## SET TASK
Please copy, word for word, the lines of the material from the one containing "like [337, 64]." through the last line, both ends included.

## INFORMATION PROVIDED
--

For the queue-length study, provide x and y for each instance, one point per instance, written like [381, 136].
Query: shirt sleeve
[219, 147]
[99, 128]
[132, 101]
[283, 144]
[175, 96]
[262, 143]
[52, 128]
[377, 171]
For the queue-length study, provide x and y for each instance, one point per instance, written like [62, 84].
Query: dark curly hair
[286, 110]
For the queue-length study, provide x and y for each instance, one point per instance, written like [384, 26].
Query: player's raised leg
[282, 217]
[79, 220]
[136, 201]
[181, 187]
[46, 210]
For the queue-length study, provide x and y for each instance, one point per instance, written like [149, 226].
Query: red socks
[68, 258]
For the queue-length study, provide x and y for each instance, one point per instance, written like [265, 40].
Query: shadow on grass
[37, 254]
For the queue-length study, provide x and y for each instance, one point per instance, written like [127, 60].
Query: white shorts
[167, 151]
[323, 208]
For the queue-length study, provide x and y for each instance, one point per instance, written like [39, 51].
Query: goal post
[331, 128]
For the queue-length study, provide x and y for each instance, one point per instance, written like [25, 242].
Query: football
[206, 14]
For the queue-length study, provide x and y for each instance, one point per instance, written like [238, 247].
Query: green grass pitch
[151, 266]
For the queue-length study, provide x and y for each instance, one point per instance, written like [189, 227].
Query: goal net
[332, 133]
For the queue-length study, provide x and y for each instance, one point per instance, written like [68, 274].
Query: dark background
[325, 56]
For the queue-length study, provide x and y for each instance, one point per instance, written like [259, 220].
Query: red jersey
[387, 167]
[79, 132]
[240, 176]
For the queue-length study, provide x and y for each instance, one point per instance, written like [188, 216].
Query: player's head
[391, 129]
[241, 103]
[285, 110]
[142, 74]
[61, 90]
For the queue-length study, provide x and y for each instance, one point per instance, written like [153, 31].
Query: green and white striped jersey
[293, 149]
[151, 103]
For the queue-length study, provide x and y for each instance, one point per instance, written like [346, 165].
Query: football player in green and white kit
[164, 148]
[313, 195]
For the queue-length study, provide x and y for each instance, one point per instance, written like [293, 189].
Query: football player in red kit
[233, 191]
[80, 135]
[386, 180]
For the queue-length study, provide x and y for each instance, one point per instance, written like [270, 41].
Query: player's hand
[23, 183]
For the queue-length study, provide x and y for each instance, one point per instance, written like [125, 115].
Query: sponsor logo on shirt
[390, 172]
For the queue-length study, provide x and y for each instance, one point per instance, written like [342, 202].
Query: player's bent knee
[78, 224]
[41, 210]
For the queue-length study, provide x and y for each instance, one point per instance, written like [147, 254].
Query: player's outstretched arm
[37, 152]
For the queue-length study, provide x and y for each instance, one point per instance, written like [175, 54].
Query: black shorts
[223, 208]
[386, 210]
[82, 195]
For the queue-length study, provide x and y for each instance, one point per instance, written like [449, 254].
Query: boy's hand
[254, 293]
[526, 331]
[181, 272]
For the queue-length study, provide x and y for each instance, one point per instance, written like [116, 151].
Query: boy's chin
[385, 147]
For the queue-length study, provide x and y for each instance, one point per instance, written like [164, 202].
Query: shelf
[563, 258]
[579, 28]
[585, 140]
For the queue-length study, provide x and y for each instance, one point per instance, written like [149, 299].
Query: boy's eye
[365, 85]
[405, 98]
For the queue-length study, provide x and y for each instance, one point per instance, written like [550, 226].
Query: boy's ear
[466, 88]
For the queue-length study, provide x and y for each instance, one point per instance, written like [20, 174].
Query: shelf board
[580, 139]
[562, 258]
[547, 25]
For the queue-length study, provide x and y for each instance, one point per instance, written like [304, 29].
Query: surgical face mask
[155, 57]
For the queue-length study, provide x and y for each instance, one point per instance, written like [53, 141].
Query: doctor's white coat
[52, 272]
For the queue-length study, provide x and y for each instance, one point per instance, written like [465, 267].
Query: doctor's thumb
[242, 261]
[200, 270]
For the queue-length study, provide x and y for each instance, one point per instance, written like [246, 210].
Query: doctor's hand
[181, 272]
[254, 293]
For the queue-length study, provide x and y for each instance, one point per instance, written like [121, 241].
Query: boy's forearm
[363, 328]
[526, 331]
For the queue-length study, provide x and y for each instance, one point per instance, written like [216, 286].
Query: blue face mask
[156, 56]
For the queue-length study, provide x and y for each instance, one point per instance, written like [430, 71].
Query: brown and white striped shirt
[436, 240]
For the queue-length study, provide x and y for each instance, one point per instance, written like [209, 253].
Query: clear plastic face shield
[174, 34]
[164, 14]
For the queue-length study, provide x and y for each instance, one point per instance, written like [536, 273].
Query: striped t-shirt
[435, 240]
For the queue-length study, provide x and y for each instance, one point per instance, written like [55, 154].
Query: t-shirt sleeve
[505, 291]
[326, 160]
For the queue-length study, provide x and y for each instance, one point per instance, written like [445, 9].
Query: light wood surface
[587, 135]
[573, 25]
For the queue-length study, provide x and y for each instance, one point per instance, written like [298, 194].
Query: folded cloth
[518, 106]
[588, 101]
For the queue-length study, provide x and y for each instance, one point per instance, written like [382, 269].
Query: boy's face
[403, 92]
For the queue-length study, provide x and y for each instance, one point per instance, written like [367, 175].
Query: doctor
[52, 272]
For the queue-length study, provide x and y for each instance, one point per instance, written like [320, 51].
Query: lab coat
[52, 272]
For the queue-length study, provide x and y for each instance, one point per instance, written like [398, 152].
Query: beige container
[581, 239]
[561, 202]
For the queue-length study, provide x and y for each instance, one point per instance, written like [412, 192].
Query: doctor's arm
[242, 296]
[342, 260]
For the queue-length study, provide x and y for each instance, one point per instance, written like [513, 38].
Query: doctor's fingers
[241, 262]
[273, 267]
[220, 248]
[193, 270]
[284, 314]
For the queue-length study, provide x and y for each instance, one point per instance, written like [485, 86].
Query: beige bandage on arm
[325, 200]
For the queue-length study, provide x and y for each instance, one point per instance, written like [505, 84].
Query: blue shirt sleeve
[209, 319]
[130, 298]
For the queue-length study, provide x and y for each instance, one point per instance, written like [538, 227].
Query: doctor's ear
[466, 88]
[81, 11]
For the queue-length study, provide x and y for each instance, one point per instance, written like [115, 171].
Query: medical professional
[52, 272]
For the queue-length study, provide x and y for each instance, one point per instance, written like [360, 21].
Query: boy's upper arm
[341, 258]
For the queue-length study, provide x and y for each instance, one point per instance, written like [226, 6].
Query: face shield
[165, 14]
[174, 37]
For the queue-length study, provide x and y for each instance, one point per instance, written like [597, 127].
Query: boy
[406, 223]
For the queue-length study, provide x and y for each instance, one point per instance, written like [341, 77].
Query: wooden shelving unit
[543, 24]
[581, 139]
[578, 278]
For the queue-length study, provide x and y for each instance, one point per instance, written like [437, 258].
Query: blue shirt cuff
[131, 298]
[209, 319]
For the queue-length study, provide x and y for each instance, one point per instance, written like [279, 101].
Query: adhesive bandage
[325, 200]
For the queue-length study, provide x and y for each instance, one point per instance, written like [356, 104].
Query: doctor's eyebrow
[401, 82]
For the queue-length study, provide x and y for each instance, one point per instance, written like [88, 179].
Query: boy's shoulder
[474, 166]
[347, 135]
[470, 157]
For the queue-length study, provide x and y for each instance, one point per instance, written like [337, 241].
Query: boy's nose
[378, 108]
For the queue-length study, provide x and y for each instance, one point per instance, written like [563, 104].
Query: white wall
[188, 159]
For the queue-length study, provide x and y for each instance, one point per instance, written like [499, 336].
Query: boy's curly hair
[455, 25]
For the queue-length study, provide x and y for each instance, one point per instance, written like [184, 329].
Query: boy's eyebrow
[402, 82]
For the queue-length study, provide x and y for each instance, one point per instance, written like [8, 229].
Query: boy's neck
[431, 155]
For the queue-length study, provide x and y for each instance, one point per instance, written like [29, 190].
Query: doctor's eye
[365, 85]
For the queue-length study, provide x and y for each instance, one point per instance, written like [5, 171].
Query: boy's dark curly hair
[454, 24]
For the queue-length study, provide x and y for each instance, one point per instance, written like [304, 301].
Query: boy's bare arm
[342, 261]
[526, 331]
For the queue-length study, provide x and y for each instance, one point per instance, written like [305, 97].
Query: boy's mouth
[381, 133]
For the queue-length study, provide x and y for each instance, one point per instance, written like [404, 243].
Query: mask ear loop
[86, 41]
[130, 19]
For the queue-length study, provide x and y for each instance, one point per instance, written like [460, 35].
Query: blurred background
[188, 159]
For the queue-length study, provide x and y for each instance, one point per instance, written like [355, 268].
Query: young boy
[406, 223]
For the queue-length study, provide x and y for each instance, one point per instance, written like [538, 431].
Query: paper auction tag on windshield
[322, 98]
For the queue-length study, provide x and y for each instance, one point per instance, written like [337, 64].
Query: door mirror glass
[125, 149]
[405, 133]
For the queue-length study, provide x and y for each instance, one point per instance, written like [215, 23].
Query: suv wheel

--

## SOLUTION FOR THIS PROBLEM
For the queue-length study, provide x and y for each instance, one point per instance, written like [337, 64].
Query: door mirror glass
[125, 149]
[405, 133]
For the queue-length study, provide x and y for each instance, one point per instance, written like [215, 23].
Query: suv wheel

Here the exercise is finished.